--- Requirement ---
Every entry must appear in the output exactly as it does here.

--- Data for this exercise ---
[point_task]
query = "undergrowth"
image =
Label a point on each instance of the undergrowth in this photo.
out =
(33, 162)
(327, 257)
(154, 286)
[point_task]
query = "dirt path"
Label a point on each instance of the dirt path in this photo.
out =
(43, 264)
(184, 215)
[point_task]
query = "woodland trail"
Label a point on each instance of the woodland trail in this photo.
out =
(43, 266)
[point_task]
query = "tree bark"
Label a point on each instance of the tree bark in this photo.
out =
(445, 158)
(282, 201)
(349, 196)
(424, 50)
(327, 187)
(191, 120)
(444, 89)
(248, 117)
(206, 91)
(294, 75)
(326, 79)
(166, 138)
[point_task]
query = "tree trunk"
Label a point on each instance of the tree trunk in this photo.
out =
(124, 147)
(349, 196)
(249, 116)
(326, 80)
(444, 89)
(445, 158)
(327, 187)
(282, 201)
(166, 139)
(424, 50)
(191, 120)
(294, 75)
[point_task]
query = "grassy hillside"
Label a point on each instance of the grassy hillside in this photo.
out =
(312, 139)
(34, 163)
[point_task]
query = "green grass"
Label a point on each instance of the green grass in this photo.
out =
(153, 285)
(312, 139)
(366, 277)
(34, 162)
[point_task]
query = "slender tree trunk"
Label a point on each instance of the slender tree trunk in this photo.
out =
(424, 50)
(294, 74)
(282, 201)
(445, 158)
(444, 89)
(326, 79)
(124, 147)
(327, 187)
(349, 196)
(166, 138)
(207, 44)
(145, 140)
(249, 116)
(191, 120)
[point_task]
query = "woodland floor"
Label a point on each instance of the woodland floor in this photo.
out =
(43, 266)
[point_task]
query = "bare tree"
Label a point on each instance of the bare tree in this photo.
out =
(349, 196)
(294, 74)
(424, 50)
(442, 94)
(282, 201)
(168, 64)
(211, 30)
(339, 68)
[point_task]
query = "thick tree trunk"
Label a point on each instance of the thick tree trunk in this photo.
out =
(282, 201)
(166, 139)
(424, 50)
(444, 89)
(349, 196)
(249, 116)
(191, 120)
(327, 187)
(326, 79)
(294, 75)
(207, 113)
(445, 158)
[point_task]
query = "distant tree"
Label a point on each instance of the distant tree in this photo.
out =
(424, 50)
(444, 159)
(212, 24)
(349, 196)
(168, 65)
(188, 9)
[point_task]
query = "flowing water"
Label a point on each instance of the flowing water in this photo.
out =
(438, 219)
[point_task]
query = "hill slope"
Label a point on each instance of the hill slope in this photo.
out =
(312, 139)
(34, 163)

--- Reply ---
[point_task]
query = "undergrowth"
image =
Label a point on each instance of the undergrowth in this photo.
out =
(33, 162)
(327, 257)
(154, 286)
[point_task]
query = "dirt path"
Label a point on each instance of the dirt path in this photo.
out =
(43, 264)
(184, 215)
[point_task]
query = "woodland trail"
Label a point on each instance of the woodland trail in this photo.
out =
(43, 266)
[point_task]
query = "tree bark"
Label a point on each instance of the tree bark in this photo.
out =
(445, 158)
(282, 201)
(349, 196)
(424, 50)
(327, 187)
(191, 120)
(444, 89)
(248, 117)
(206, 91)
(294, 75)
(326, 79)
(166, 138)
[point_task]
query = "tree trunk"
Label a point on each instance of the tree trunk in this photo.
out =
(124, 147)
(349, 196)
(249, 116)
(326, 80)
(444, 89)
(445, 158)
(327, 187)
(282, 201)
(166, 139)
(424, 50)
(191, 120)
(294, 75)
[point_task]
query = "grassy hillside"
Label a point on each instance of the grassy hillside in this photo.
out =
(312, 139)
(34, 163)
[point_task]
query = "green grass"
Label a point on each instance of the green grass in this photo.
out =
(153, 285)
(312, 139)
(366, 277)
(34, 162)
[point_task]
query = "slender tree trunk"
Label a point on each instance of the slender tree trunk in this photo.
out =
(424, 50)
(294, 74)
(282, 201)
(445, 158)
(444, 89)
(326, 79)
(124, 147)
(327, 187)
(349, 196)
(166, 138)
(207, 44)
(145, 140)
(249, 116)
(191, 120)
[point_task]
query = "woodland floor"
Label a point on each instance of the woodland floor in this photo.
out =
(43, 266)
[point_task]
query = "bare tree"
Label a point on each instance of the bare tree in this photo.
out =
(349, 196)
(294, 74)
(424, 50)
(442, 94)
(282, 201)
(168, 64)
(211, 30)
(339, 68)
[point_task]
query = "thick tree trunk"
Label a point on each instance of the thick tree trunk in this photo.
out =
(282, 201)
(166, 139)
(424, 50)
(444, 89)
(349, 196)
(249, 116)
(191, 120)
(327, 187)
(326, 79)
(294, 75)
(207, 113)
(445, 158)
[point_task]
query = "distant tree"
Label a point on each instance of the distant tree in this photo.
out =
(424, 50)
(444, 159)
(212, 24)
(349, 196)
(168, 65)
(188, 9)
[point_task]
query = "flowing water"
Label a point on each instance of the flowing water in this photo.
out =
(438, 219)
[point_task]
query = "hill slope"
Label a point on each instance of the hill slope in this photo.
out =
(312, 139)
(34, 163)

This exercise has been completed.